ACTION ITEM
Set down every record exactly as it appears.

[[ DATA SUPPLIED, beginning ]]

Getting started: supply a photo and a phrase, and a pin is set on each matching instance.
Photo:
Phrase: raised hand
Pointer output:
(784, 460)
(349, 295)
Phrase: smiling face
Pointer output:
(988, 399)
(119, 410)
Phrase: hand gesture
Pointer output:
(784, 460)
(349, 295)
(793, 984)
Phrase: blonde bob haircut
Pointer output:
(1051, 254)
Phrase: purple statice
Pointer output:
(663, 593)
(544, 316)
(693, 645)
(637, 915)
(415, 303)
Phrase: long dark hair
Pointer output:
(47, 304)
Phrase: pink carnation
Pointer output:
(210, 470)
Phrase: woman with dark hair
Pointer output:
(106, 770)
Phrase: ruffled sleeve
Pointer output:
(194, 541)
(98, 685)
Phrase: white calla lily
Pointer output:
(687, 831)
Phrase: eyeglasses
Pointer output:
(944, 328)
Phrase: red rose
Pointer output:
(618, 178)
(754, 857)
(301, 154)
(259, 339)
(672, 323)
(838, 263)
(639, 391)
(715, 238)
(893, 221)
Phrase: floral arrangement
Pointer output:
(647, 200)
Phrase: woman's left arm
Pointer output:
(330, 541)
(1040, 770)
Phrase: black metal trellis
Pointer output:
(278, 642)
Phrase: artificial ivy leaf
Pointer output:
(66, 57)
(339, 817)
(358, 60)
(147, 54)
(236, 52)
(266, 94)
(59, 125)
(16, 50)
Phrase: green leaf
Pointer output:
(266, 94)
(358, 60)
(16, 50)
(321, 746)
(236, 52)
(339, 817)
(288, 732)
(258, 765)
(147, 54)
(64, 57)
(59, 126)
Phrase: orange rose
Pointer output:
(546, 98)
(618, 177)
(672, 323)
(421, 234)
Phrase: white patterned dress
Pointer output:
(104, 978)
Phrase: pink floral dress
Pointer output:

[[ DATA SUPPLIED, end ]]

REPLY TO THE EXERCISE
Getting started: supply a photo and a phrase, and a pin is set on each matching instance.
Photo:
Phrase: raised hand
Pointer output:
(784, 460)
(349, 295)
Phrase: smiling face
Pointer output:
(988, 399)
(119, 410)
Phrase: hand gesture
Pointer output:
(784, 460)
(349, 295)
(793, 984)
Phrase: blonde bob haircut
Pointer output:
(1051, 254)
Phrase: purple statice
Pointer output:
(663, 593)
(544, 316)
(693, 645)
(637, 915)
(415, 303)
Phrase: long dark hair
Pointer output:
(47, 304)
Phrase: pink carnation
Pointer output:
(210, 470)
Phrase: woman with dark hair
Pointer output:
(106, 770)
Phrase: ruffled sleeve
Pointer output:
(194, 541)
(98, 685)
Phrase: white calla lily
Pointer output:
(687, 831)
Phrase: eyeglasses
Pointer output:
(944, 328)
Phrase: red rose
Pointer output:
(618, 178)
(754, 857)
(301, 154)
(259, 339)
(672, 323)
(838, 263)
(639, 391)
(715, 238)
(893, 221)
Phrase: floral arrangement
Pointer output:
(647, 200)
Phrase: woman's left arm
Pointer output:
(330, 541)
(1040, 770)
Phrase: black metal trellis
Pointer output:
(278, 642)
Phrase: artificial ivy leaf
Pointer output:
(66, 57)
(339, 817)
(358, 60)
(147, 54)
(236, 52)
(266, 94)
(59, 125)
(16, 50)
Phrase: green leaf
Pointer output:
(266, 94)
(358, 60)
(16, 50)
(321, 746)
(236, 52)
(339, 817)
(288, 732)
(258, 765)
(147, 54)
(64, 57)
(59, 126)
Phrase: orange rose
Pointer output:
(546, 98)
(618, 177)
(672, 323)
(421, 234)
Phrase: white patterned dress
Pointer output:
(104, 978)
Phrase: pink floral dress
Pointer output:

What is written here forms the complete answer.